[Entries for pointing at named objects]
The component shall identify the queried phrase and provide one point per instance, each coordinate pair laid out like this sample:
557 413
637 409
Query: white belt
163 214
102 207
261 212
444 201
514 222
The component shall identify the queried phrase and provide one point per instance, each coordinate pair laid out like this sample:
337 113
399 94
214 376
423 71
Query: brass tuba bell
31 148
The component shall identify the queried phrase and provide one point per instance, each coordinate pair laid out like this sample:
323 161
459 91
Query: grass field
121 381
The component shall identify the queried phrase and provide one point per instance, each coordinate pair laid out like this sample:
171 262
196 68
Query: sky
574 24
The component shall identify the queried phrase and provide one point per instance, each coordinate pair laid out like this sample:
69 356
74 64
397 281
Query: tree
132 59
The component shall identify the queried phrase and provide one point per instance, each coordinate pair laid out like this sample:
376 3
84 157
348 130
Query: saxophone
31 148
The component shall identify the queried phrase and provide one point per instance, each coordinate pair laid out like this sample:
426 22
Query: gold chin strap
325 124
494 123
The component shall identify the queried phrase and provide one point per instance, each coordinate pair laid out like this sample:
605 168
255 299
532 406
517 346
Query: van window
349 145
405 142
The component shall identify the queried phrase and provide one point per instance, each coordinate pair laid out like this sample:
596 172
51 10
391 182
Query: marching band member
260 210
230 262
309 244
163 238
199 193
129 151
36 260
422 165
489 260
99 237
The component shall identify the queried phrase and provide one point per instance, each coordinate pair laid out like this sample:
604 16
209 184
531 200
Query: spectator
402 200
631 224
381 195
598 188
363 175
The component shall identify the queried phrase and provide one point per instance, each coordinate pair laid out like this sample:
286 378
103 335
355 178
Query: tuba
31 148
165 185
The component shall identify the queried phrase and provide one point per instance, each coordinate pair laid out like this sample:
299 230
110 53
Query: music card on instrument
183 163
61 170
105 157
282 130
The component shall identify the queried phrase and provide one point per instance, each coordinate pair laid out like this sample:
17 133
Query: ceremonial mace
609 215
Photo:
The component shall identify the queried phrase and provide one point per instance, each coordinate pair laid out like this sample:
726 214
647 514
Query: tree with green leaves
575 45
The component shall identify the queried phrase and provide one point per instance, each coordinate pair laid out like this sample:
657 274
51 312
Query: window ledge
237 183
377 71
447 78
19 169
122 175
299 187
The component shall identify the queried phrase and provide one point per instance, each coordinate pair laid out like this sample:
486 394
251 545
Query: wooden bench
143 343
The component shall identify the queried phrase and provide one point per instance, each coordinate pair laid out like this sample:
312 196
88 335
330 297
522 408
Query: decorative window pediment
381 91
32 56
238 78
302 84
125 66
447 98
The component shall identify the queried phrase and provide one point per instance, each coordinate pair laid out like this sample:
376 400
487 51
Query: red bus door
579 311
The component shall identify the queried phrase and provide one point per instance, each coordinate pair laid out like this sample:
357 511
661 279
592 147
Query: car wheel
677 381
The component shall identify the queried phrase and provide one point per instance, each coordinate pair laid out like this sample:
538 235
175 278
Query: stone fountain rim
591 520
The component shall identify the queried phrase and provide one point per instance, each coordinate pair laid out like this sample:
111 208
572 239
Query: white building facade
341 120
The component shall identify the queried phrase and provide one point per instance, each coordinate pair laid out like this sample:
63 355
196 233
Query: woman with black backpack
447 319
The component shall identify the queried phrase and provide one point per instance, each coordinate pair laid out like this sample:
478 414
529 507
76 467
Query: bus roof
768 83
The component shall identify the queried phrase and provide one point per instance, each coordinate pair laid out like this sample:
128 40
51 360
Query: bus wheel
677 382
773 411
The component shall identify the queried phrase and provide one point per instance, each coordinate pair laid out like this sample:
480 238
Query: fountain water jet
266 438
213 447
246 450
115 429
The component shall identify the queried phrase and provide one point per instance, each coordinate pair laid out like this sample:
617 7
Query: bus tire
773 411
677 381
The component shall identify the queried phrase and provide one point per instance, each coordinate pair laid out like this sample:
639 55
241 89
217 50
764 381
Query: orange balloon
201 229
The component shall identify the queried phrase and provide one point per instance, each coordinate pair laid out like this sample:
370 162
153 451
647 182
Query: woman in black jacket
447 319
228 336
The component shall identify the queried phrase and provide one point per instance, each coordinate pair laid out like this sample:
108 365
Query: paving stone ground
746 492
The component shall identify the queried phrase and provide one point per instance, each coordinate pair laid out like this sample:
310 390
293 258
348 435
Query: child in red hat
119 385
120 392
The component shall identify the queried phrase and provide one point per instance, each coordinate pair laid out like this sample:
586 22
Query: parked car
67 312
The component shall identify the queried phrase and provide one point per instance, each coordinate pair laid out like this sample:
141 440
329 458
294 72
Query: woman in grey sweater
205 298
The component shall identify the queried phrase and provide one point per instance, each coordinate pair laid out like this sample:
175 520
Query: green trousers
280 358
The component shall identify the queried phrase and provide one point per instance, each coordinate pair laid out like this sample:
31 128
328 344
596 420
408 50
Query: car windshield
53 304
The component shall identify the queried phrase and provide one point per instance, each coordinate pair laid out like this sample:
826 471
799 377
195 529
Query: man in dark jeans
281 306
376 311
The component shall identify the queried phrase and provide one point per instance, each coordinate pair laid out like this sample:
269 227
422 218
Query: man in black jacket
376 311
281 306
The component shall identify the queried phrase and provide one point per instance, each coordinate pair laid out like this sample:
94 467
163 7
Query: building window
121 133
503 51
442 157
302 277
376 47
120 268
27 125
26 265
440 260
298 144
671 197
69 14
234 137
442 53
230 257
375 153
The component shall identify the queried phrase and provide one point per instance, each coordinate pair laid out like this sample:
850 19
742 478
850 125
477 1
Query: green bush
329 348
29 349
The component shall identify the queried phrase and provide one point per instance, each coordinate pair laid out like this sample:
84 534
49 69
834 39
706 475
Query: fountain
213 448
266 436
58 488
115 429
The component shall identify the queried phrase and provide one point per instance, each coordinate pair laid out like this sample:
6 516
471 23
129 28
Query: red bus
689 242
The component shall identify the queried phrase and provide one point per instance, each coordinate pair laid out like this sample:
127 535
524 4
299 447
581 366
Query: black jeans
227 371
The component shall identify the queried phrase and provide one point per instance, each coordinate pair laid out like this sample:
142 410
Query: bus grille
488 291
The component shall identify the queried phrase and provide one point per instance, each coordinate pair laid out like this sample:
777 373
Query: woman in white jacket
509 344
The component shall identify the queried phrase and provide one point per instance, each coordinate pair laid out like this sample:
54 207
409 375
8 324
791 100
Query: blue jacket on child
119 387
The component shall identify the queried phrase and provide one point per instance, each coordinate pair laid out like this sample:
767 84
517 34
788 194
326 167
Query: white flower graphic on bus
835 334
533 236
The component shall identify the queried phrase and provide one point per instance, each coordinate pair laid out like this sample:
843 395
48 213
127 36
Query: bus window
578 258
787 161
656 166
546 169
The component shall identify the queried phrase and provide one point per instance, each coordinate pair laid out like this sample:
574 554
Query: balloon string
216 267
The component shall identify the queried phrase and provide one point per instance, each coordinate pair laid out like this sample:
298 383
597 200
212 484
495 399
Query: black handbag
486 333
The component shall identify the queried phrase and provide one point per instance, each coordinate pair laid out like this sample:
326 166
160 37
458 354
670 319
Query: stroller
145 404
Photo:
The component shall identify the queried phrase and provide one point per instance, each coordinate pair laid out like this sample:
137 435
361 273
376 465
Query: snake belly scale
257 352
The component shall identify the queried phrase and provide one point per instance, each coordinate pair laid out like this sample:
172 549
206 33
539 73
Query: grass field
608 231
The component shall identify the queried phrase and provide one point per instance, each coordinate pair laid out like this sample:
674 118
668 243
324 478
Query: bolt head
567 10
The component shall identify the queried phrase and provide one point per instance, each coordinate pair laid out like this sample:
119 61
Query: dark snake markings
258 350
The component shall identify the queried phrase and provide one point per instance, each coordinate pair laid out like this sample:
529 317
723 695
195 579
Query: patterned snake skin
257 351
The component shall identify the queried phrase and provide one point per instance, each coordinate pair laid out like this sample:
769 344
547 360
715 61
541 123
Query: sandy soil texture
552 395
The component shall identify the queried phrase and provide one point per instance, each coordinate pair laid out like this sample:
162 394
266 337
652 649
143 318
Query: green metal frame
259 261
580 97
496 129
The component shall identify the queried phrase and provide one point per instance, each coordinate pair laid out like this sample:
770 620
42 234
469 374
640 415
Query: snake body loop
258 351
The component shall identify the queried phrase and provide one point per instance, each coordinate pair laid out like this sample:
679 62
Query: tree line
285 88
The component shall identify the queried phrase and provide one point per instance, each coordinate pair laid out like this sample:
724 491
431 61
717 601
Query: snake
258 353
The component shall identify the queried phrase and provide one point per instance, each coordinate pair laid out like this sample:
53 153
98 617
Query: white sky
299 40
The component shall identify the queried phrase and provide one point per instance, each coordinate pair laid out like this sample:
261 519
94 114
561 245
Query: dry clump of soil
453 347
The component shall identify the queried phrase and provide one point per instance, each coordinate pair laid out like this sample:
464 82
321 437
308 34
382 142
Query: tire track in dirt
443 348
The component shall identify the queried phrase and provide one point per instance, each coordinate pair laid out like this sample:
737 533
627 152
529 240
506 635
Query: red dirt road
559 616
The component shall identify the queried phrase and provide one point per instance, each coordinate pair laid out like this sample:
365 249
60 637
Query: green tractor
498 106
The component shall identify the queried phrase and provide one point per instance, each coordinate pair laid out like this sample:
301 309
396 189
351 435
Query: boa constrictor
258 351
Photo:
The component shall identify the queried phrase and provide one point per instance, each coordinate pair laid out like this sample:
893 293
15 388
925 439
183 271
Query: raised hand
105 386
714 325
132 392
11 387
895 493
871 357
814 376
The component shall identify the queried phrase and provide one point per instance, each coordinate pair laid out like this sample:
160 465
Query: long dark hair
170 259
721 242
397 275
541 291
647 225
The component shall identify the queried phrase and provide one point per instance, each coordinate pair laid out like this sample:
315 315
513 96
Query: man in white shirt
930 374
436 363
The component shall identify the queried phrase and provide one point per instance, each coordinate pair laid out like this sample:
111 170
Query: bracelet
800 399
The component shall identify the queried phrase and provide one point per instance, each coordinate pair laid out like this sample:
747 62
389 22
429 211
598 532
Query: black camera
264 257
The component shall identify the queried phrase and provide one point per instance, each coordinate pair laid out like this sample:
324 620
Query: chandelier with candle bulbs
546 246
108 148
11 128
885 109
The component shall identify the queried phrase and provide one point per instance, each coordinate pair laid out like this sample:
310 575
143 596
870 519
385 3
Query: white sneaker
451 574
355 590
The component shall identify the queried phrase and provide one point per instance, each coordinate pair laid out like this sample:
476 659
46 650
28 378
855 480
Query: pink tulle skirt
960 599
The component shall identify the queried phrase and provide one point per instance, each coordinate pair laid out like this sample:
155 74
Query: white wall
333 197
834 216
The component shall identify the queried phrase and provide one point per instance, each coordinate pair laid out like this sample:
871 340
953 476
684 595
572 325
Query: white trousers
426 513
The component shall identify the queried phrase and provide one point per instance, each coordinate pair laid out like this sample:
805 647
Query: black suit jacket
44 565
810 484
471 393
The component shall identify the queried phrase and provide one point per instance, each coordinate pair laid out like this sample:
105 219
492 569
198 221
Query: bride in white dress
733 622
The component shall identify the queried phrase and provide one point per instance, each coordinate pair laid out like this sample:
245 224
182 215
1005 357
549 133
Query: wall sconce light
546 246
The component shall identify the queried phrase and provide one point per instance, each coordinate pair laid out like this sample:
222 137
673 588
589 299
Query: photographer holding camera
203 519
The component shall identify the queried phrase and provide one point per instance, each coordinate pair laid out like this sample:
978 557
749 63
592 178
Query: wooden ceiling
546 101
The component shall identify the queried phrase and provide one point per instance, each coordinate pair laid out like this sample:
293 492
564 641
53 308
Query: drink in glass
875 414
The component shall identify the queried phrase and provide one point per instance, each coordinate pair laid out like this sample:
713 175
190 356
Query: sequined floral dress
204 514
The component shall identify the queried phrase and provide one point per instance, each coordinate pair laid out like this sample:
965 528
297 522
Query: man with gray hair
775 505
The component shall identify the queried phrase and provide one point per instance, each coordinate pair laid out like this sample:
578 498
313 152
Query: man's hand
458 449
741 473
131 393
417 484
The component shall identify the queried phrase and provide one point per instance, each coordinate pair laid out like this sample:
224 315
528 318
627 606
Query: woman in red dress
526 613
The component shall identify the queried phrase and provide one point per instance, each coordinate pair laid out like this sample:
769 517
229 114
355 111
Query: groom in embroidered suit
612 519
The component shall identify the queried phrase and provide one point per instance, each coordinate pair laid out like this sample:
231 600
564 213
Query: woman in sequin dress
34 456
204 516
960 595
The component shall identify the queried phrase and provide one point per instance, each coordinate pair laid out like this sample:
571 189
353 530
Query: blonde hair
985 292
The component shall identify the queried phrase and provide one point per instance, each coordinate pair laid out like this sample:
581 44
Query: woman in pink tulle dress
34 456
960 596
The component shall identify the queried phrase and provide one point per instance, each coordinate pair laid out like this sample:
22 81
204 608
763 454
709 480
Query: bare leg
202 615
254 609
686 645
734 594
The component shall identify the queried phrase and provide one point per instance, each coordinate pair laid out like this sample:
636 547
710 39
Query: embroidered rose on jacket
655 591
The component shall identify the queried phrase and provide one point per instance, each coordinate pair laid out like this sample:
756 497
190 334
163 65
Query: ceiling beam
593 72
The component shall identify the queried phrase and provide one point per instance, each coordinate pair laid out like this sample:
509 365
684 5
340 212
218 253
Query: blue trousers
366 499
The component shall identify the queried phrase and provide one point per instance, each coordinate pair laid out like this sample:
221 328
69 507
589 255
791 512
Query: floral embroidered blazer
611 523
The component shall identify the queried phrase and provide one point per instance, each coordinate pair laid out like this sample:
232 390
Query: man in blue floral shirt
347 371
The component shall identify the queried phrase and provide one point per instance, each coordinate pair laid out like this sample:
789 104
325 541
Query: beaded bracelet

§ **Aim of the task**
Please report every line in the entries above that contains the word "with", copying each of those lines in full.

§ **Exercise answer**
Query: tree with green leaves
Query: woman with black backpack
Query: chandelier with candle bulbs
Query: man with gray hair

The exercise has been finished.